Problem description:
All entries that follow are to be written out verbatim.

Records supplied:
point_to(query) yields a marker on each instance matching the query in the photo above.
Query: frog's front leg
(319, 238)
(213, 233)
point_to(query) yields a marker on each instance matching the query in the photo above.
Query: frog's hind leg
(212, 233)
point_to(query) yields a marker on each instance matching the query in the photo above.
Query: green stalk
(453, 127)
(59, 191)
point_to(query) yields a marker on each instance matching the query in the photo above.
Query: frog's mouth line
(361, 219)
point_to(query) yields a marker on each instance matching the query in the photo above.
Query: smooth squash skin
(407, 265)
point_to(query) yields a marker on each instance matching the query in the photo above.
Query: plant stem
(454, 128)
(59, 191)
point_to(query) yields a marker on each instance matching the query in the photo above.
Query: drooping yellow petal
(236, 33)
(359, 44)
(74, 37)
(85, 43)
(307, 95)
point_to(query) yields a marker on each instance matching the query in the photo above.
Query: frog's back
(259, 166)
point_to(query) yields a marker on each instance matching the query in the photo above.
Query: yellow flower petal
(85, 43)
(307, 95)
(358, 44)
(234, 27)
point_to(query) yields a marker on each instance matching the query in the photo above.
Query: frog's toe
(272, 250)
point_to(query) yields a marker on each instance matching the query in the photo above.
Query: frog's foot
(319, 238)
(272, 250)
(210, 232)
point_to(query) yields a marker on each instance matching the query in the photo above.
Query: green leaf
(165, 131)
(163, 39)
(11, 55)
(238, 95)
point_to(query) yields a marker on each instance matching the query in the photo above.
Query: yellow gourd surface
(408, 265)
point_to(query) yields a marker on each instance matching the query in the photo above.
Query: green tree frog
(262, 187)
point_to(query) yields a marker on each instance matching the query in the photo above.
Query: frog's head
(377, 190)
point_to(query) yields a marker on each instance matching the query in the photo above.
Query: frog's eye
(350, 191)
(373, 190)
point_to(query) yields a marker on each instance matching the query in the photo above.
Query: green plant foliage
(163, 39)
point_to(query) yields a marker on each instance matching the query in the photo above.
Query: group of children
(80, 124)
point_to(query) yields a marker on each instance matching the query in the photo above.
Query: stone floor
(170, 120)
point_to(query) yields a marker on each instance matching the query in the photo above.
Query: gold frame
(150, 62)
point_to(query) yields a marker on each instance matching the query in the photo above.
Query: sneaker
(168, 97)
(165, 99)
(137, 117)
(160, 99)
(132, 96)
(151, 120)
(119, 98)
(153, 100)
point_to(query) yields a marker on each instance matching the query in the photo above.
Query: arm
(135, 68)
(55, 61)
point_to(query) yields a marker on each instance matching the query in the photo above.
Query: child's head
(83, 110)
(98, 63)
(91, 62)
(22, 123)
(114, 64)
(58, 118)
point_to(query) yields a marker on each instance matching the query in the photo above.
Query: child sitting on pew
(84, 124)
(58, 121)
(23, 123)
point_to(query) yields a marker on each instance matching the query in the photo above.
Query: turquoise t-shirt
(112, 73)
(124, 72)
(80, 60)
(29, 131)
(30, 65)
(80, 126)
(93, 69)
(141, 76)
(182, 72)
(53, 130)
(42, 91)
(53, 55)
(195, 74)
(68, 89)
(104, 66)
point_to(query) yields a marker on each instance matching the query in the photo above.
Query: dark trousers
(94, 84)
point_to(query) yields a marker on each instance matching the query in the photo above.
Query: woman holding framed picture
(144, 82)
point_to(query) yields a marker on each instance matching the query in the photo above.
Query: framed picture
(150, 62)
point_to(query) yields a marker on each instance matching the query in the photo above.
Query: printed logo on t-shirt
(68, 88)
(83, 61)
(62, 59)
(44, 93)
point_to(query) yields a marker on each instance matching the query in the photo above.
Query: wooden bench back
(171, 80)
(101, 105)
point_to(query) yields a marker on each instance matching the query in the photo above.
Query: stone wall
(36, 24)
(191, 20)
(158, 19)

Exercise output:
point_to(query) yields a marker on each instance matching the query in the photo above.
Query: frog's front leg
(319, 238)
(213, 233)
point_to(query) yields a marker on each instance matching the query in the photo above.
Query: frog's hind leg
(212, 233)
point_to(query) yields a marker on each instance matching the query in the photo above.
Query: green stalk
(453, 127)
(59, 191)
point_to(query) yields a marker on each instance matching the query in the photo above.
Query: frog's mouth line
(361, 219)
point_to(query) yields a marker on each instance matching the query in the photo above.
Query: smooth squash skin
(407, 265)
point_to(query) yields a marker on each instance matching the query in the photo above.
Query: plant stem
(454, 128)
(59, 191)
point_to(query) yields a marker on each instance matching the query in the photo above.
Query: drooping yellow petal
(236, 33)
(359, 44)
(74, 37)
(85, 43)
(307, 95)
point_to(query) yields a marker on each instance matching the query in the photo above.
Query: frog's back
(259, 166)
point_to(query) yields a marker on each instance matching the query in the photo above.
Query: yellow flower petal
(85, 43)
(307, 95)
(358, 44)
(234, 27)
point_to(query) yields a marker on each instance matching the query in the photo above.
Query: frog's toe
(272, 250)
point_to(query) yields a marker on each instance matching the query in the photo above.
Query: frog's foot
(319, 238)
(272, 250)
(210, 232)
point_to(query) yields a marker on each instance matching the query in the photo above.
Query: green leaf
(165, 131)
(163, 39)
(11, 55)
(238, 95)
point_to(query) yields a marker on each instance matching the query in the photo above.
Query: yellow gourd surface
(408, 265)
point_to(query) yields a marker on each instance matching the query in the photo above.
Query: green tree frog
(262, 187)
point_to(query) yields a marker on each instance matching the query in the photo above.
Query: frog's head
(377, 190)
point_to(query) yields a marker on each instance matching the query in the photo above.
Query: frog's eye
(350, 191)
(373, 190)
point_to(query) yields a marker on each instance matching the query in the photo above.
Query: green plant foliage
(163, 39)
point_to(query) yields a marker on each instance matching the query in the photo above.
Query: group of children
(80, 124)
point_to(query) yields a marker on each instance matching the query in the photo above.
Query: stone floor
(170, 120)
point_to(query) yields a marker on each instance matching the query in the photo above.
Query: gold frame
(150, 62)
point_to(query) yields a marker on each instance matching the query in the photo above.
Query: sneaker
(168, 97)
(165, 99)
(137, 117)
(160, 99)
(132, 96)
(151, 120)
(119, 98)
(153, 100)
point_to(query) yields a marker on each instance matching the query in the photo above.
Query: arm
(135, 68)
(55, 61)
point_to(query) yields a marker on each instance matching the query in the photo above.
Query: child's head
(83, 110)
(98, 63)
(91, 62)
(22, 123)
(114, 64)
(58, 118)
point_to(query) yields a marker on each instance matching the query in the photo above.
Query: child sitting on pew
(84, 124)
(58, 121)
(23, 123)
point_to(query) yields a marker on each instance matching the query in the photo above.
Query: turquoise t-shirt
(112, 73)
(124, 72)
(80, 60)
(29, 131)
(30, 65)
(80, 126)
(93, 69)
(141, 76)
(182, 72)
(53, 130)
(42, 91)
(53, 55)
(195, 74)
(68, 89)
(104, 66)
point_to(query) yields a marker on each instance matching the query in the photo above.
Query: dark trousers
(94, 84)
point_to(query) yields a marker on each instance matching the query in the photo above.
Query: woman holding framed picture
(144, 82)
point_to(query) yields a marker on each instance matching the query in the photo above.
Query: framed picture
(150, 62)
point_to(query) yields a marker on each instance matching the query in the photo above.
Query: printed logo on t-shirt
(68, 88)
(83, 61)
(62, 59)
(44, 93)
point_to(query) yields a marker on each instance matching the query in the photo above.
Query: wooden bench back
(171, 80)
(101, 105)
point_to(query) yields a marker on each instance matching the query in the photo above.
Query: stone wall
(36, 24)
(191, 20)
(158, 19)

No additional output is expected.